(Object point labels)

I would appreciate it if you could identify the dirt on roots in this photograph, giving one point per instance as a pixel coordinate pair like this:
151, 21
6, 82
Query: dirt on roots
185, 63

## Set exercise
Output each of these items again verbatim, line for line, with nothing altered.

## Solution to the exercise
I would appreciate it if you could identify the dirt on roots in this photograph, giving one point per instance as a pixel coordinate pair like this:
151, 21
6, 82
Query: dirt on roots
185, 63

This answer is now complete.